--- Extract provided ---
↓

It is impossible to talk about this budget without talking about its central theme, the level of government debt that must be serviced. Of course, that is in addition to personal and business debt and, furthermore, the problems with public service pension funds and so forth. There is a really serious problem.

I wish to highlight the issue of medical cards since it is one we encounter week after week. What is the strategy for keeping citizens well? It is impossible to fathom how somebody who has a chronic illness can be disallowed a medical card because he or she is marginally over the income threshold or even quite a bit over it, but it is absorbing all of his or her income, yet at the same time the Government can move in another direction and give children under five years of age free GP care, welcome as that is. Please outline the medical strategy in all of this because it must make sense. It cannot be one at the expense of the other.

The reduction in the social welfare payment for 24 year olds to €100 makes a presumption - it is a middle class presumption - that they all live at home and can get something from their parents. No provision is made for those who have come out of care or must leave home. They, too, must exist on this €100. There are also those whose families are very hard pressed. It is as if unemployment is something that is self-inflicted by the young. The presumption is that the payment is like pocket money. The Dublin Institute of Technology, DIT, conducted a very useful experiment on what it cost to maintain a young person for one week and the figure is way above the €100 provided for in the budget today.

We are told there will be extra investment to maintain local roads. It is all smoke and mirrors or a three-card trick because were there not increases in motor tax earlier this year? The people have paid for these changes themselves and now they are being announced. The same is happening in the case of the huge housing crisis. There are 100,000 families on housing waiting lists. We must build houses and it is welcome that they will be built, but the State is paying a huge sum, €403 million last year, in rent assistance. Often that is given to people at way below the market rents and they must top it up from their social welfare payments. It makes sense, therefore, to build again in some locations. Not only will it provide housing, but it will also provide much needed jobs for people who have the skills to build them. The Minister, Deputy Brendan Howlin, said he was allocating €30 million from the lottery licence proceeds to recommence the State's house building scheme. However, the table on page 149 of the booklet provided by him shows that the capital allocation for housing in 2013 was €265 million, but that will reduce to €223 million in 2014. Is he taking it from one side and placing it in another?

↑

[Records from a data collection]
↓

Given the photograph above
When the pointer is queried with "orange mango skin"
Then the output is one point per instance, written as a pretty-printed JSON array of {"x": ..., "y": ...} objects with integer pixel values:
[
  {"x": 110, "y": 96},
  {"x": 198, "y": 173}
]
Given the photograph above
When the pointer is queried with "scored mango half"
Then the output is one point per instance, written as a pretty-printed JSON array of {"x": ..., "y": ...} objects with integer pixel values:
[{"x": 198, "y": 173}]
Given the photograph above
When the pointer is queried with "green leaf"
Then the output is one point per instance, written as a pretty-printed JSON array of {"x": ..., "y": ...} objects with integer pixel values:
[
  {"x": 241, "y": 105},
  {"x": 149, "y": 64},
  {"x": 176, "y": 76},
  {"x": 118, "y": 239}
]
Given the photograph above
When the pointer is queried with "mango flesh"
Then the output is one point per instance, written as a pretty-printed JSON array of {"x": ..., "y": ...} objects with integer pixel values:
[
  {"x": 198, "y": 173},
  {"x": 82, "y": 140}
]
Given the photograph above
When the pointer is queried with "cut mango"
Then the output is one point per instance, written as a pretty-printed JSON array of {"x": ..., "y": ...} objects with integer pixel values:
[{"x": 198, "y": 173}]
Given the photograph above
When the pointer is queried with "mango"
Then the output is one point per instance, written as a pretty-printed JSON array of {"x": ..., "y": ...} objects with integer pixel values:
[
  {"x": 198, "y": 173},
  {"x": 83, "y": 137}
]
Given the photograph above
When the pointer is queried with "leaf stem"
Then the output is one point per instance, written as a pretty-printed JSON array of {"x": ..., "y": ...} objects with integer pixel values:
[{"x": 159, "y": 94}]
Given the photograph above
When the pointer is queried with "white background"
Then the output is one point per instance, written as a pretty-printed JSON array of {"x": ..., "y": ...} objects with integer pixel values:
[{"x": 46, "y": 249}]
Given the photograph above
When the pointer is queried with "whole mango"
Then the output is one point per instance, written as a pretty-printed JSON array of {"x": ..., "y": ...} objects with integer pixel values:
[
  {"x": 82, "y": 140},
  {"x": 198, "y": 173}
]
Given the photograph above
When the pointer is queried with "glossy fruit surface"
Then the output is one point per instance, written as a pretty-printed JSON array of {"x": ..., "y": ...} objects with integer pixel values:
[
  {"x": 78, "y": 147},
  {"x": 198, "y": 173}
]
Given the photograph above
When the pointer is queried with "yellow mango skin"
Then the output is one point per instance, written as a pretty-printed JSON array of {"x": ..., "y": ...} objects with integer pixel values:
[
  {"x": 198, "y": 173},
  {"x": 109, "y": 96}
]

↑

--- Activity A ---
Summarize the budget speech in two sentences.
--- Activity B ---
Resume the budget speech after its last sentence, keeping the same voice.
These records have no role in the work here.

--- Task output A ---
The budget speech calls the level of government debt the budget's central theme and a serious problem, and it questions a medical card policy that denies cards to chronically ill people over the income threshold while giving free GP care to children under five. It also criticizes the cut in the welfare payment for 24-year-olds to €100 as resting on a middle-class presumption, calls the promised local road investment smoke and mirrors after earlier motor tax increases, and asks whether the €30 million for house building is offset by the drop in the housing capital allocation from €265 million in 2013 to €223 million in 2014.

--- Task output B ---
The cuts to the household benefits package will come at a cost, including the isolation of and risk to elderly people. The cut to maternity benefit for the second year is aimed at a targeted group. While it is positive that class sizes will not be increased, it will be a sign of hope when we are reducing class sizes and restoring some of the supports that should be available in the classroom. Those who are sick and have discretionary medical cards are very much a target. The abolition of the mortgage interest supplement is one of the meanest cuts of all.

Are we returning to a situation where some people will end up in paupers' graves? To be honest, I do not see how some very poor people will be able to bury their dead when there is not even a minuscule grant available to meet only a tiny fraction of the cost. It is a terribly mean cut which will cause all sorts of problems in the future.

Sitting suspended at 6.40 p.m. and resumed at 7.10 p.m.